[START AVAILABLE RECORDS]

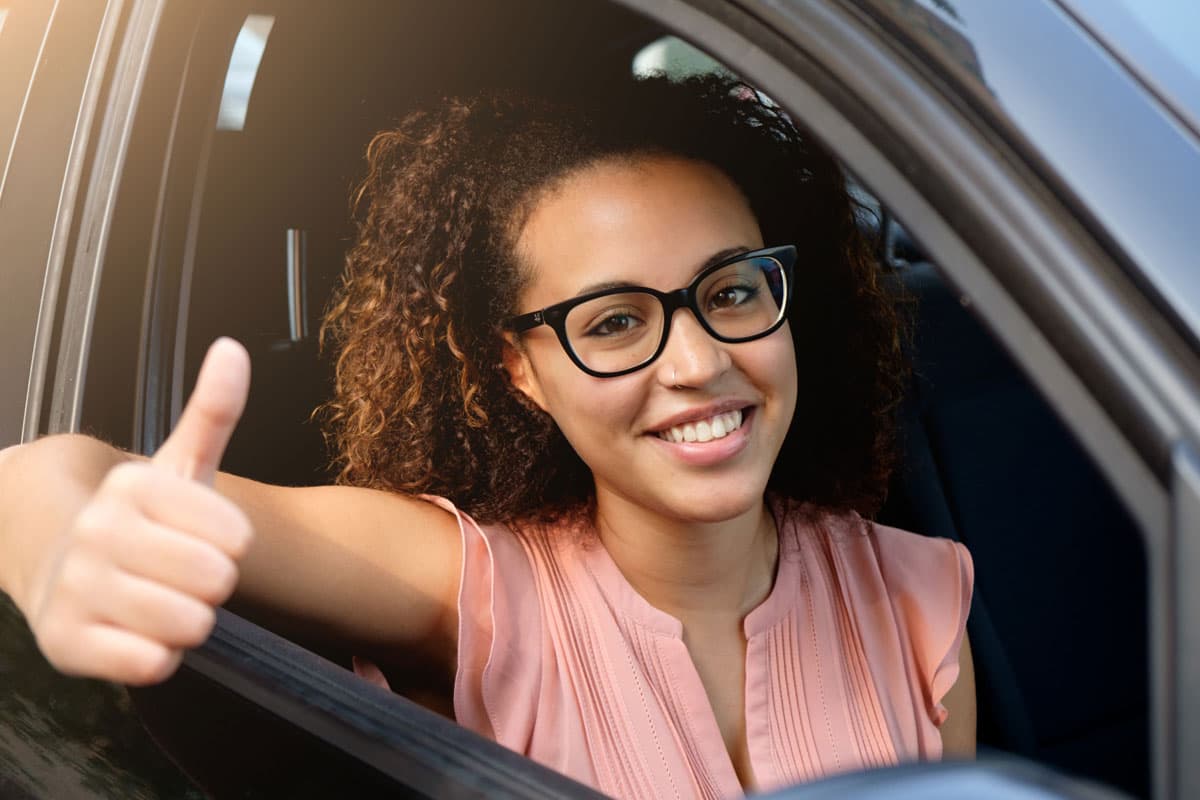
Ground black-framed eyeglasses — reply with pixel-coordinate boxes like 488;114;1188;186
505;245;796;378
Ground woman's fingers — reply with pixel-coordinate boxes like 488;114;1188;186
152;338;250;486
48;624;184;686
94;572;217;648
96;462;253;559
83;515;238;606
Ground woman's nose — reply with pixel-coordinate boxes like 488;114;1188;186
658;308;733;387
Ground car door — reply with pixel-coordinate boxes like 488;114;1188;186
0;0;1198;798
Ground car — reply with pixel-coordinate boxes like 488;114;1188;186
0;0;1200;799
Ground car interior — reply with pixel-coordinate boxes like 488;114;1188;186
105;0;1150;796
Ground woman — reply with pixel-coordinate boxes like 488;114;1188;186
0;78;974;798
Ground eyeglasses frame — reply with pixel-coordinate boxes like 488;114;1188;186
504;245;798;378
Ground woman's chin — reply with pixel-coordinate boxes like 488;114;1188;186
661;485;763;524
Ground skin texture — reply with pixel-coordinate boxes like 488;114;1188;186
0;157;974;788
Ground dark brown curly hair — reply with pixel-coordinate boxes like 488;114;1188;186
322;76;905;522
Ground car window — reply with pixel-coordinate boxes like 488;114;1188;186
7;2;1171;796
0;2;52;193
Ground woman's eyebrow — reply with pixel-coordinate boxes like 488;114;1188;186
575;245;754;297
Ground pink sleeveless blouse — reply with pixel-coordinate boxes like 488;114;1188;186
374;498;973;800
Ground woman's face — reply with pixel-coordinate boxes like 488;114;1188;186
506;157;797;522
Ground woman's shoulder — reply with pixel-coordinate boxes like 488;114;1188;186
782;503;973;589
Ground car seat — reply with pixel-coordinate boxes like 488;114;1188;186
880;260;1150;796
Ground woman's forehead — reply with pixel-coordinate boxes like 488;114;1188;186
517;156;763;308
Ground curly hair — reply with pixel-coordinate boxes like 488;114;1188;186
322;76;906;522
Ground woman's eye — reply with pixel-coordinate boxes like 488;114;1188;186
708;287;758;308
588;314;641;336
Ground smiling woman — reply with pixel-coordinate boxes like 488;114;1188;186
0;71;974;798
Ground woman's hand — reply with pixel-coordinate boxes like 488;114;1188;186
16;339;252;685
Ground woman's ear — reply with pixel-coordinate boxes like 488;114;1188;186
503;333;548;413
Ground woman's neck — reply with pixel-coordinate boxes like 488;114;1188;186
596;492;779;626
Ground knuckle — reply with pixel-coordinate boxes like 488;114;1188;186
180;604;217;648
74;498;121;543
50;553;97;597
203;554;239;606
101;461;151;494
129;645;182;686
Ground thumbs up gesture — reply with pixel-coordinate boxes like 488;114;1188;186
26;339;252;685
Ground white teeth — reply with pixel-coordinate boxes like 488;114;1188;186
659;409;742;441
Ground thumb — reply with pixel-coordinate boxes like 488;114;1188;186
151;337;250;486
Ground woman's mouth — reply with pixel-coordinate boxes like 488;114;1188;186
658;409;743;443
650;405;755;467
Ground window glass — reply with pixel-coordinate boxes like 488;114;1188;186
217;14;275;131
0;2;53;192
634;36;728;78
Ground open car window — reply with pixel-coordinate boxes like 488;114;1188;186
0;0;1186;796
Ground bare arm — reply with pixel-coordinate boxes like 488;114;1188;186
942;634;976;758
0;344;461;684
215;473;462;663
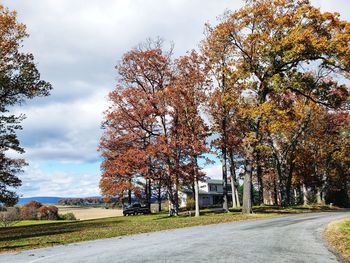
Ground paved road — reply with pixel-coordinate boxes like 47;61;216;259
0;212;350;263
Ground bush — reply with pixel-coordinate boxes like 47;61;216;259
60;213;77;220
37;205;58;220
20;206;37;220
0;207;21;227
20;201;43;220
186;196;196;210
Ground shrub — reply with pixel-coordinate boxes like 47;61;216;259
20;206;37;220
0;207;21;227
24;201;43;209
186;196;196;210
60;213;77;220
37;205;58;220
20;201;43;220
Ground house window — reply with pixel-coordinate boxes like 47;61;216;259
210;185;218;192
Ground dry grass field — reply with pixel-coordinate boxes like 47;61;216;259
57;206;123;220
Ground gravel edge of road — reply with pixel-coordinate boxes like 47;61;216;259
322;217;350;263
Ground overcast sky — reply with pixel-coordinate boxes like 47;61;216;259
0;0;350;197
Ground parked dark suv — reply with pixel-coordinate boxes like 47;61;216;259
123;203;151;216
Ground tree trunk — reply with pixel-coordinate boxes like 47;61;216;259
242;162;253;214
174;174;179;216
235;187;241;208
303;184;308;205
256;150;264;204
230;152;239;208
222;147;228;212
158;180;162;212
316;187;323;205
193;156;200;216
128;189;131;205
231;176;237;208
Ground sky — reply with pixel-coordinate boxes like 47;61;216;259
0;0;350;197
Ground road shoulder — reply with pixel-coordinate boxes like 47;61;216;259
324;218;350;262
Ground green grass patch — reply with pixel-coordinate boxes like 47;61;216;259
325;218;350;262
14;220;71;227
0;213;275;252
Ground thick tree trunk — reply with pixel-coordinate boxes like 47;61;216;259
242;162;253;214
256;150;264;204
303;184;308;205
285;161;294;206
174;175;179;216
222;147;228;212
128;189;132;205
235;187;241;208
158;180;162;212
231;176;237;208
230;152;239;208
316;187;324;205
193;156;200;216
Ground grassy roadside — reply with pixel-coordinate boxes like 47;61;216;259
0;212;277;252
0;206;340;255
325;218;350;262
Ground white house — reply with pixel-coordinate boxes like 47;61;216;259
179;179;231;207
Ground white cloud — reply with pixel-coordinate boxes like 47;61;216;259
203;164;222;179
17;90;107;162
18;164;99;197
2;0;350;196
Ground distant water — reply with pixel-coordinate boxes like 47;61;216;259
18;196;62;205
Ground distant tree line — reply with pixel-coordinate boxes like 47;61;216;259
100;0;350;216
0;4;52;206
58;197;109;206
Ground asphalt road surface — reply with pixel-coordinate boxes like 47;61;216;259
0;211;350;263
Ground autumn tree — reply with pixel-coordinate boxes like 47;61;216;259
204;0;350;213
0;5;51;205
170;51;210;216
100;40;175;212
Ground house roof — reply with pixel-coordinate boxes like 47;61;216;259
206;179;222;184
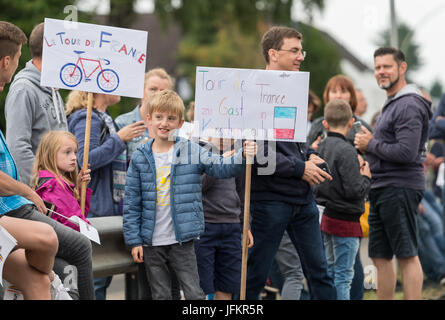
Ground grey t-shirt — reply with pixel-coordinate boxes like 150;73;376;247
152;147;178;246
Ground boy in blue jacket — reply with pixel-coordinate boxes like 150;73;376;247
123;90;256;300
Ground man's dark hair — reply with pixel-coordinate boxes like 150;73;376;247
29;22;44;58
261;27;303;64
0;21;28;59
374;47;405;65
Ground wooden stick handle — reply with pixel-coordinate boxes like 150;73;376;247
240;156;253;300
80;92;93;215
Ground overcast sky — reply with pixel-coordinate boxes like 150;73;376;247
294;0;445;89
80;0;445;89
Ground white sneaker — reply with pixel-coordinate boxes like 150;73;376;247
49;273;73;300
3;280;24;300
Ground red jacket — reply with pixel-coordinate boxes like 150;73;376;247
36;170;93;231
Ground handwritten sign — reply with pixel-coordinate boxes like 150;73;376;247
0;226;17;286
40;18;148;98
195;67;309;142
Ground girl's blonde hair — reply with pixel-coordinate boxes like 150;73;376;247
31;131;80;199
66;90;96;116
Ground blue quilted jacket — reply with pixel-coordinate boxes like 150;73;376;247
123;137;245;247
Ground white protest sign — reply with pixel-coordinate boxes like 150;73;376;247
195;67;309;142
0;226;17;286
176;121;196;140
69;216;100;244
40;18;148;98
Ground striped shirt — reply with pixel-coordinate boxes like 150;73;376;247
0;131;32;216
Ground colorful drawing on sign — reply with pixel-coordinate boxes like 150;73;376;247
60;50;119;93
40;18;148;98
273;107;297;140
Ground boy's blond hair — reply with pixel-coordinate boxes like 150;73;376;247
324;99;352;128
144;68;175;89
148;90;185;120
31;131;80;199
65;90;96;116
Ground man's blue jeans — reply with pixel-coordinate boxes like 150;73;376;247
322;233;360;300
246;201;337;300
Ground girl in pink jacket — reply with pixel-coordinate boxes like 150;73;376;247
31;131;92;231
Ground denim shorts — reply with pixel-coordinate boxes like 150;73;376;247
368;187;423;259
195;223;242;294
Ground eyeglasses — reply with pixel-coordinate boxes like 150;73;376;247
277;48;306;58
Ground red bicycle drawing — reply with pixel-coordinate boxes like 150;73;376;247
60;50;119;93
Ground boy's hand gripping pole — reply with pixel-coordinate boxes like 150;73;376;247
240;146;253;300
80;92;93;216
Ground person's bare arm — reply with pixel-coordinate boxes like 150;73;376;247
0;171;46;213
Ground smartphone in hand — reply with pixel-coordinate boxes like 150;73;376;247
352;121;362;134
317;161;331;175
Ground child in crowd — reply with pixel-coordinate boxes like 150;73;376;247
195;138;253;300
123;90;256;300
32;131;92;231
316;99;371;300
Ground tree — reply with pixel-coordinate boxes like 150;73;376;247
0;0;91;129
376;22;422;78
296;23;342;119
431;79;443;99
155;0;340;109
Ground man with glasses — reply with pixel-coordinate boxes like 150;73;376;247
246;27;336;300
354;48;432;300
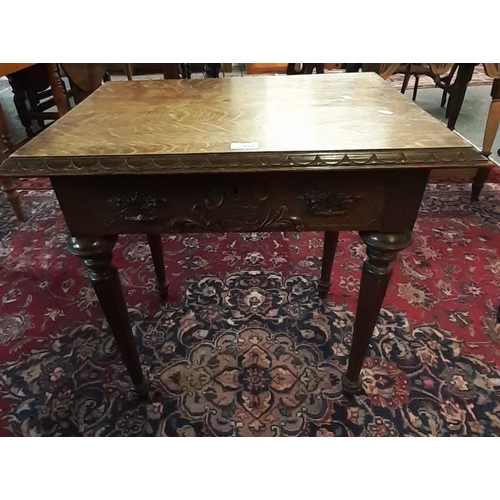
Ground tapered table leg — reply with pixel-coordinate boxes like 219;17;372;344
342;232;411;393
148;234;168;300
318;231;339;299
68;236;149;397
471;78;500;201
0;177;26;222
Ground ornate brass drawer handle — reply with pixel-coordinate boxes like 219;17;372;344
124;214;158;222
108;192;167;222
299;191;362;217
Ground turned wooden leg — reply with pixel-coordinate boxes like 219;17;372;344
0;177;26;222
0;104;16;154
148;233;168;300
68;236;149;397
47;63;69;117
318;231;339;299
401;64;411;95
342;232;411;393
124;63;134;81
447;63;476;130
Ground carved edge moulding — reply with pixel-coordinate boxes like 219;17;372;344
0;147;490;177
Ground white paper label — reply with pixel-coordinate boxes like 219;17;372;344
229;142;259;149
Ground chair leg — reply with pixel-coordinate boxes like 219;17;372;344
471;167;490;201
0;177;26;222
441;90;448;108
148;233;168;300
318;231;339;299
411;75;420;101
401;70;411;95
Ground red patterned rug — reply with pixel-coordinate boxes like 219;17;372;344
0;184;500;436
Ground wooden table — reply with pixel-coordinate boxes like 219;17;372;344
0;73;488;395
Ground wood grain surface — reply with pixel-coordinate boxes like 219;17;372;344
0;73;486;175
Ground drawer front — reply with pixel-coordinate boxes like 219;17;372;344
52;172;386;236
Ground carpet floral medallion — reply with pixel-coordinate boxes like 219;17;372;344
0;185;500;437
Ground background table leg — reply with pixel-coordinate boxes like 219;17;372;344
342;232;411;393
318;231;339;299
148;234;168;300
446;63;476;130
47;63;69;117
68;236;149;397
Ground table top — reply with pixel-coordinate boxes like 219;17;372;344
0;73;487;176
0;63;35;76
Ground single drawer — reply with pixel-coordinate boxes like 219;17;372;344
52;171;387;236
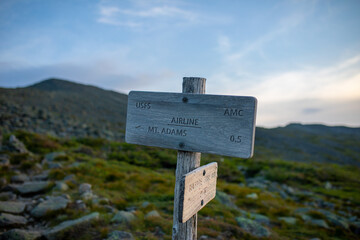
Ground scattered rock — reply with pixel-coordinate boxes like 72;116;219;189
53;181;69;192
141;201;150;208
43;152;66;162
75;199;86;210
215;191;237;208
306;218;329;229
0;213;27;228
43;212;99;240
0;201;26;214
0;229;41;240
10;181;51;194
249;213;270;225
245;193;259;200
236;217;270;237
0;178;7;189
278;217;297;225
111;211;136;223
145;210;161;218
106;230;134;240
48;162;62;169
31;196;69;218
325;182;332;190
0;192;16;201
318;209;349;229
10;174;29;183
31;170;49;181
8;135;29;153
79;183;92;195
0;154;10;167
104;205;117;213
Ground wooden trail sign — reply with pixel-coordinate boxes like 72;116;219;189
126;91;257;158
125;77;257;240
179;162;218;223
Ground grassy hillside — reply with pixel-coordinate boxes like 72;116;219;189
0;79;127;139
0;132;360;240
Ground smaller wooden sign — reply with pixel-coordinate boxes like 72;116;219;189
179;162;218;223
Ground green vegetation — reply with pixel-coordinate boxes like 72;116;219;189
0;132;360;240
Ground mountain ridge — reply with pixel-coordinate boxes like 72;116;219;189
0;78;360;167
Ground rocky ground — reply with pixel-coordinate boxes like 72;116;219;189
0;133;360;240
0;135;134;240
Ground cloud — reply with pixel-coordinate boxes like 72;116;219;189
0;61;174;93
302;107;321;114
97;1;198;29
208;54;360;127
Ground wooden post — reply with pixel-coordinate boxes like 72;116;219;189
172;77;206;240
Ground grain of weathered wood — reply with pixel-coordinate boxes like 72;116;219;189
172;78;206;240
179;162;218;222
126;91;257;158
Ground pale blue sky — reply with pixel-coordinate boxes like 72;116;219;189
0;0;360;127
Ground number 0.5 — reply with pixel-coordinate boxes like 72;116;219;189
230;135;241;143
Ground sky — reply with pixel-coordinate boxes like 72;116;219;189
0;0;360;127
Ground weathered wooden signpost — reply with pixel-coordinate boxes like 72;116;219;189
125;77;257;240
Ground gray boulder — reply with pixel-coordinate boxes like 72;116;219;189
10;181;51;195
0;154;10;167
215;191;237;209
43;212;99;240
53;181;69;192
79;183;91;195
8;135;29;153
0;201;26;214
0;192;16;201
278;217;297;225
306;218;329;229
245;193;259;200
0;229;41;240
111;211;136;223
31;170;49;181
145;210;161;218
10;174;29;183
30;196;69;218
236;217;270;237
43;152;66;162
106;230;134;240
0;213;27;228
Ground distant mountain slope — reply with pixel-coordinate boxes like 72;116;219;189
255;124;360;167
0;79;127;139
0;79;360;166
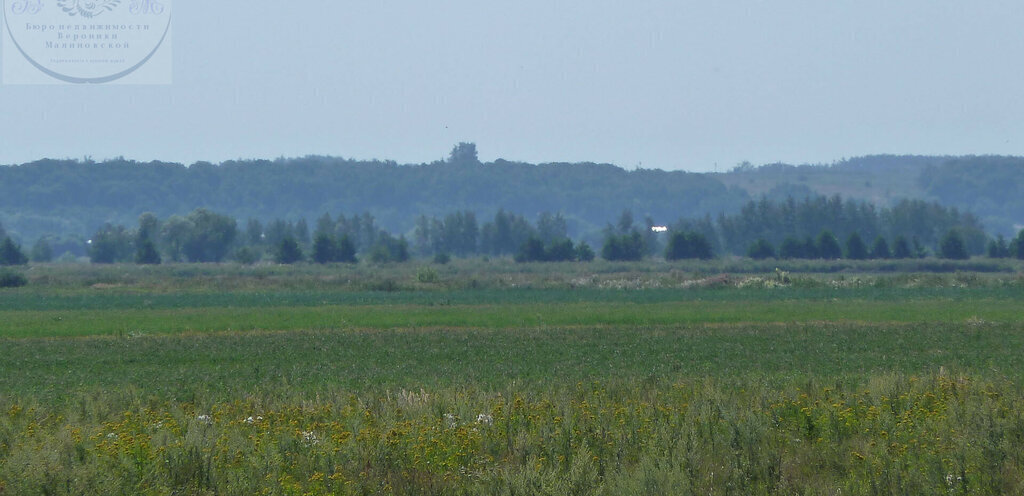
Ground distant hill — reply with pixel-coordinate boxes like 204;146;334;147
713;155;1024;236
0;153;749;240
0;150;1024;242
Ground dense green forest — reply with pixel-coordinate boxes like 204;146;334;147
0;144;749;242
0;143;1024;250
0;191;1024;265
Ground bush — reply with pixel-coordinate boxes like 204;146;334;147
665;231;712;260
234;246;259;265
746;238;775;260
939;230;971;260
273;236;302;264
0;271;29;288
577;243;595;261
416;266;440;284
0;237;29;265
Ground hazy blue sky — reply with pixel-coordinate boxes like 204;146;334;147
0;0;1024;171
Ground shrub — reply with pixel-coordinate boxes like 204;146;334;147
746;238;775;260
0;271;29;288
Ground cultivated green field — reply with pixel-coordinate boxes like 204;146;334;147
0;260;1024;496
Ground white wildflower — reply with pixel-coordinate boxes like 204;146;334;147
444;413;459;428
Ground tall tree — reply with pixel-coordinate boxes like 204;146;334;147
817;231;843;260
846;232;867;260
181;208;238;262
939;230;971;260
870;236;893;259
0;236;29;265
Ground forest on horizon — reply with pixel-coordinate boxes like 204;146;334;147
0;143;1024;250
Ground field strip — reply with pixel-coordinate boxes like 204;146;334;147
0;299;1024;338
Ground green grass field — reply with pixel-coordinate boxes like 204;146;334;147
0;261;1024;496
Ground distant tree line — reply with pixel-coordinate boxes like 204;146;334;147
0;190;1024;264
0;143;750;244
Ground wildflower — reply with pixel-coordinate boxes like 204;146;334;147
444;413;459;428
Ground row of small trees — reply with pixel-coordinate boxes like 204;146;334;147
746;229;1024;260
0;209;1024;265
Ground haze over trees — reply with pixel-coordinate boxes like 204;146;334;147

[END AVAILABLE RECORDS]

Can you retype the part of the material that opens with the line containing "Ground white house" and closes with the line containing "374;47;405;65", keeping both of those lines? Leave the pictures out of your answer.

Ground white house — reply with pixel-coordinate boxes like 47;61;216;259
179;179;231;207
Ground white cloud — reply with pixel-coordinate boxes like 47;61;216;259
203;164;222;179
17;90;107;162
18;164;99;197
2;0;350;196
Ground distant water — reply with pixel-coordinate boxes like 47;61;216;259
18;196;62;205
Ground distant tree line — reply with pixel-coordinate boxes like 47;61;216;259
100;0;350;216
0;4;52;206
58;197;109;206
Ground asphalt road surface — reply with pixel-coordinate boxes like 47;61;216;259
0;211;350;263
Ground autumn tree — reply with pixel-coordinate boxes like 47;61;216;259
204;0;350;213
0;5;51;205
170;51;210;216
100;40;175;212
Ground house roof — reply with pixel-coordinate boxes like 47;61;216;259
206;179;222;184
Ground grey t-shirt — reply with pixel-coordinate boxes like 150;73;376;247
152;147;178;246
Ground boy in blue jacket — reply with pixel-coordinate boxes like 150;73;376;247
123;90;256;300
Ground man's dark hair — reply with pixel-coordinate boxes like 150;73;376;247
29;22;44;58
261;27;303;64
0;21;28;59
374;47;405;65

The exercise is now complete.